*GOAL*.
Extract every line of the data below word for word, leaving out the pictures.

● ● ●

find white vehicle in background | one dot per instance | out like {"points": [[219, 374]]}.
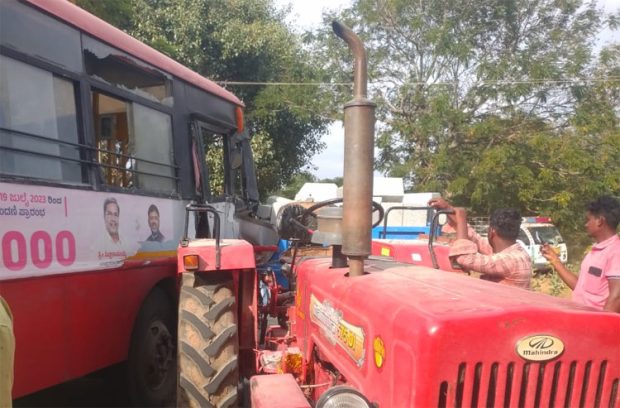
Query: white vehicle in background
{"points": [[536, 231]]}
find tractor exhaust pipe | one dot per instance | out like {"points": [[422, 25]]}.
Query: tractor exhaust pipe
{"points": [[359, 127]]}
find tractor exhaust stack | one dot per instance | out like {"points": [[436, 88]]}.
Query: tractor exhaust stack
{"points": [[359, 126]]}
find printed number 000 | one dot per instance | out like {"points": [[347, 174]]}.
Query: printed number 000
{"points": [[41, 249]]}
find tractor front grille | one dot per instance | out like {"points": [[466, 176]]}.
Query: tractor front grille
{"points": [[520, 384]]}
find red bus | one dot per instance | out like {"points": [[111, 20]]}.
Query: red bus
{"points": [[101, 148]]}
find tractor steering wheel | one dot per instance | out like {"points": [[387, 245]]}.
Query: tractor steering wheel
{"points": [[311, 211]]}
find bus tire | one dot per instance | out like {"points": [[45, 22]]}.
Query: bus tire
{"points": [[151, 366], [208, 346]]}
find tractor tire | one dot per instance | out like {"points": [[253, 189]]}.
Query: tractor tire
{"points": [[151, 366], [208, 346]]}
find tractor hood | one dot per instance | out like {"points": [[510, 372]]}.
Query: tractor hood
{"points": [[466, 340]]}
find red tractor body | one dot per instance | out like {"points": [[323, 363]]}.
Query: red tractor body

● ● ●

*TASK SOLUTION*.
find white vehicle in background | one dot per instance | out like {"points": [[219, 374]]}.
Query: white vehicle in background
{"points": [[536, 231]]}
find tractor exhaust pipe | one dot per instance | out like {"points": [[422, 25]]}.
Query: tractor exhaust pipe
{"points": [[359, 127]]}
find tractor exhaust stack | one dot per instance | out like {"points": [[436, 88]]}.
Query: tractor exhaust stack
{"points": [[359, 126]]}
find printed number 000 | one dot per instance | out like {"points": [[347, 174]]}.
Query: printed number 000
{"points": [[41, 249]]}
find tractor front grille | one dot per instance | out like {"points": [[466, 176]]}.
Query: tractor front grille
{"points": [[520, 384]]}
find red bus | one dot per instance | out like {"points": [[111, 20]]}.
Query: red bus
{"points": [[101, 148]]}
find tractor steering wheel | one dot per instance | out like {"points": [[387, 245]]}.
Query: tractor steering wheel
{"points": [[311, 211]]}
find bus tire | one dot per instance | out like {"points": [[45, 22]]}.
Query: bus tire
{"points": [[151, 366], [208, 346]]}
find tractor tire | one dot per instance | out like {"points": [[253, 189]]}.
Query: tractor tire
{"points": [[151, 366], [208, 346]]}
find tractor hood | one dot per instance | out like {"points": [[510, 372]]}.
Query: tractor hood
{"points": [[466, 340]]}
find red tractor body | one dot per instance | out like {"points": [[323, 363]]}.
Query: red tractor body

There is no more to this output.